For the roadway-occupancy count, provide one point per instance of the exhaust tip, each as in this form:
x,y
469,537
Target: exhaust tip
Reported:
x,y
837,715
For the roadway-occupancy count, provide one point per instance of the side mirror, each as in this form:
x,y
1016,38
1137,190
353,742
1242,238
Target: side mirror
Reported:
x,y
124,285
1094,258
────────────────────────────────────────
**WHAT YOU NEED TO DO:** Which of the lines above hold the word "mirror"? Copy each one.

**ANSWER SECTION:**
For the roadway-occupancy count, provide one point per instance of the side mirror, each as in this form:
Target: side mirror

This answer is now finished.